• _To be done_:
Report, copied in full, every line of the material below that contains the string "patch". The match is case-sensitive.

****************

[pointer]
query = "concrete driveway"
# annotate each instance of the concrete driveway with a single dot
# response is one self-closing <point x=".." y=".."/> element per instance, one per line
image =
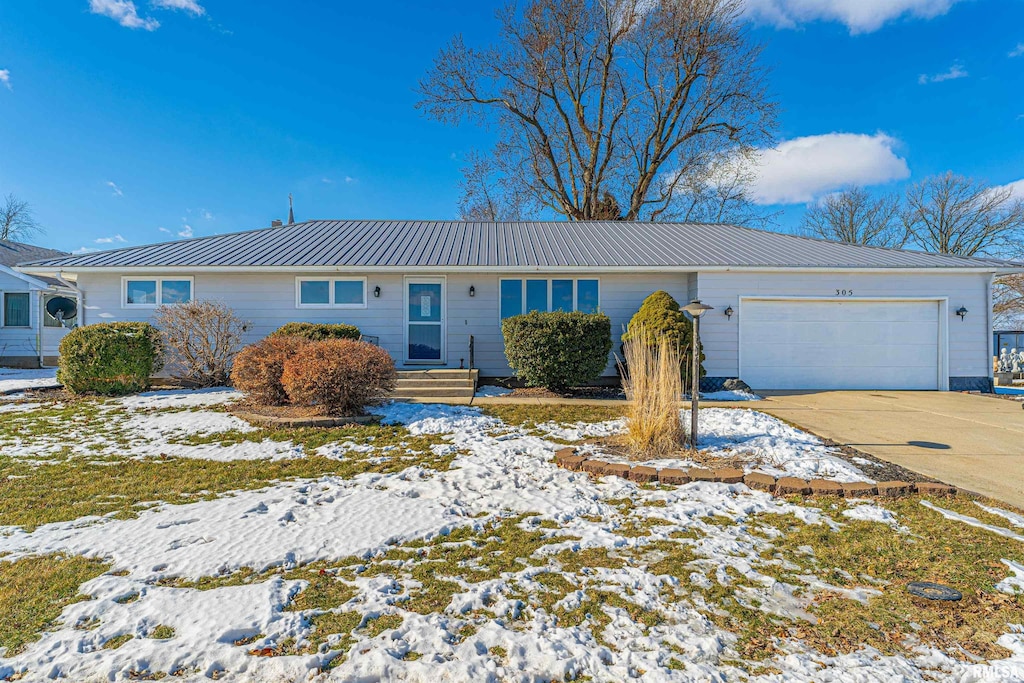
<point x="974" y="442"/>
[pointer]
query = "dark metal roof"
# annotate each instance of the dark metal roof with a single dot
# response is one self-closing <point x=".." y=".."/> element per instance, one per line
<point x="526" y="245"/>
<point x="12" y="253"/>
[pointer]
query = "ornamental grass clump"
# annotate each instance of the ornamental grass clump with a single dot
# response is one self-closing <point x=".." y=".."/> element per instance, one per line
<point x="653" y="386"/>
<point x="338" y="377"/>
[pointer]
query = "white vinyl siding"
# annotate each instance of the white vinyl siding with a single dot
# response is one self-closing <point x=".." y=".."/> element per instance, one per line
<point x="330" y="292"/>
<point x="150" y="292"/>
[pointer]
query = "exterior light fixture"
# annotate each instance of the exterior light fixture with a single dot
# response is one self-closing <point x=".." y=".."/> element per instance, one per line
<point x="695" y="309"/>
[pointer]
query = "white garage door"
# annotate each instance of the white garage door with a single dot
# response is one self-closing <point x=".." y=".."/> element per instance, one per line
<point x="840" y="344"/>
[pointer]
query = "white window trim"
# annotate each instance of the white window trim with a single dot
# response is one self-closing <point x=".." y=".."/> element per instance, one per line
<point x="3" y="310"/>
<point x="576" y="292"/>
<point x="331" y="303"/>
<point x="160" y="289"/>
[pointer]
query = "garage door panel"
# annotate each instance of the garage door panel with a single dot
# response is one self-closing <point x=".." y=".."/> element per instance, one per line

****************

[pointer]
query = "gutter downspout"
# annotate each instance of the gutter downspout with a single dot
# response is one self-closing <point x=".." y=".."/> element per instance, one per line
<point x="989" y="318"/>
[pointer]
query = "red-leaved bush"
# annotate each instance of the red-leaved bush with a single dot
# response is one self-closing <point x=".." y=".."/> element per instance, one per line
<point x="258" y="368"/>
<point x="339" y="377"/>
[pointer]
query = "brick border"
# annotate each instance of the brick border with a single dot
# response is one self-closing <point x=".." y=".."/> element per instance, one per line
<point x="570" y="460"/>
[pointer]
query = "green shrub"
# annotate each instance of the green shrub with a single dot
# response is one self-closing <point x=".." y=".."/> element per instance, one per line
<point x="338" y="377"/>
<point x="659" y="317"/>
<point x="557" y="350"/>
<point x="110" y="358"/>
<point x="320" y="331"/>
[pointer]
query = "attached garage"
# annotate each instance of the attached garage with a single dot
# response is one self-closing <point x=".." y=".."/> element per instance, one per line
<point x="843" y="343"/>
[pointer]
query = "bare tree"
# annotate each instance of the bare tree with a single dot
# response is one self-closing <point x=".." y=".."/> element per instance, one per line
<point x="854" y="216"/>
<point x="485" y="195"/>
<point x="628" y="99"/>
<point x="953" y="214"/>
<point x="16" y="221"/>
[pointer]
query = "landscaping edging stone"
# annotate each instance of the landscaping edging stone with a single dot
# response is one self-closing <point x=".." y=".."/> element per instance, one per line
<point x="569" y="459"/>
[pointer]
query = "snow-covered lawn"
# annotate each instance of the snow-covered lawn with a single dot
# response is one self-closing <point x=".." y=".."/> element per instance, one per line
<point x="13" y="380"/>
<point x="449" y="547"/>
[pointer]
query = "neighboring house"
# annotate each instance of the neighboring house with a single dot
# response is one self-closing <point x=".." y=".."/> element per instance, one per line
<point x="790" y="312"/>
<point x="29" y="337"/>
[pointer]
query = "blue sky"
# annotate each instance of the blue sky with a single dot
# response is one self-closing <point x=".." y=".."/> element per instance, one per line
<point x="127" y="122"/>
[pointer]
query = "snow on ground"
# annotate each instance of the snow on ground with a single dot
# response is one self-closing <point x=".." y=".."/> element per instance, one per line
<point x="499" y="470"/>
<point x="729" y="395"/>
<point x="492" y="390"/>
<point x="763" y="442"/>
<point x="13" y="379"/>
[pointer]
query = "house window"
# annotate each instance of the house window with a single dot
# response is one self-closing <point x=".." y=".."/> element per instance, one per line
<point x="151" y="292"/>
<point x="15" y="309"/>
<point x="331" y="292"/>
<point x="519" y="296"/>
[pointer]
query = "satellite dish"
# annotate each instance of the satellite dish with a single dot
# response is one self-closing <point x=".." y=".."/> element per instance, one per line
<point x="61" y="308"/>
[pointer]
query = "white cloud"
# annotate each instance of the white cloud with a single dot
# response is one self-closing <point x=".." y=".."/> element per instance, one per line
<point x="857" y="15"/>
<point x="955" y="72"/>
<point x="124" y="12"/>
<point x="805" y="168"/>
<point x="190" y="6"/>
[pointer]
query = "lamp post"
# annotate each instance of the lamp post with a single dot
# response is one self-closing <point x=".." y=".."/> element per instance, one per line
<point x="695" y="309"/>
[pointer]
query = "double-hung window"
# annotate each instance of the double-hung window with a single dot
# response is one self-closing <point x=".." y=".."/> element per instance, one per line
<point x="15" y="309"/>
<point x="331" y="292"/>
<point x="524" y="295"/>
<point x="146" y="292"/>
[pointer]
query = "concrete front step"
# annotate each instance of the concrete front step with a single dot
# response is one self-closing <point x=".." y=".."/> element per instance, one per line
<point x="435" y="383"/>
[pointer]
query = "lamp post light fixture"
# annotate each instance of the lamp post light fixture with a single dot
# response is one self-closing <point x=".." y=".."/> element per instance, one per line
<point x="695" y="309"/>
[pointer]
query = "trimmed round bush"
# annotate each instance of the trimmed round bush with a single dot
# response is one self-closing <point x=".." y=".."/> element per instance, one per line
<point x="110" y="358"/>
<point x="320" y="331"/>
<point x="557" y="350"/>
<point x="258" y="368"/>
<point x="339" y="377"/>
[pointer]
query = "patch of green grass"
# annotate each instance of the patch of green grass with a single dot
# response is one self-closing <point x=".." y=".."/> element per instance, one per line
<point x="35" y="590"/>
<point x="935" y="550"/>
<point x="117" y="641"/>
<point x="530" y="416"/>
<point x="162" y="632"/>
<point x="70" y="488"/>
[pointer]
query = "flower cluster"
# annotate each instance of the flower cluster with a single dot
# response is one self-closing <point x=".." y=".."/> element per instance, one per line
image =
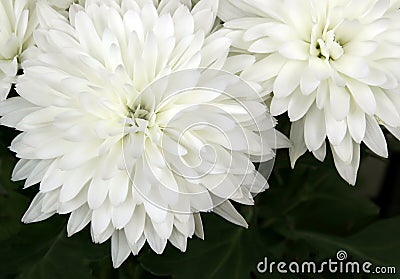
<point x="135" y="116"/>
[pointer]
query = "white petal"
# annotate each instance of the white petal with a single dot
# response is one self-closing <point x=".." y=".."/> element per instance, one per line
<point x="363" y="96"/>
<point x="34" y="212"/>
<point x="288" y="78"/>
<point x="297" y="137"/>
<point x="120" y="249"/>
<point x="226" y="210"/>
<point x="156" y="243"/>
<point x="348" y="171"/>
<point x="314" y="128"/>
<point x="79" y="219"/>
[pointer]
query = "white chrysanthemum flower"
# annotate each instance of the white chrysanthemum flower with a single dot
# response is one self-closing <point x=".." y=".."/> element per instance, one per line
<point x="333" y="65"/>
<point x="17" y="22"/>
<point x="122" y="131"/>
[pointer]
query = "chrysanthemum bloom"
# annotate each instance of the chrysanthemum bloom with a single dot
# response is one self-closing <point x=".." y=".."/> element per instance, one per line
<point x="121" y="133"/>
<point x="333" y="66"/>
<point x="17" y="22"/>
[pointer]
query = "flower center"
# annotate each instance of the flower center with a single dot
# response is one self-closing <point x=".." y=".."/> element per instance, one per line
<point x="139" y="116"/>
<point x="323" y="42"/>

****************

• _The result_:
query = "patch of green grass"
# annotate each instance of the patch of green grass with a single dot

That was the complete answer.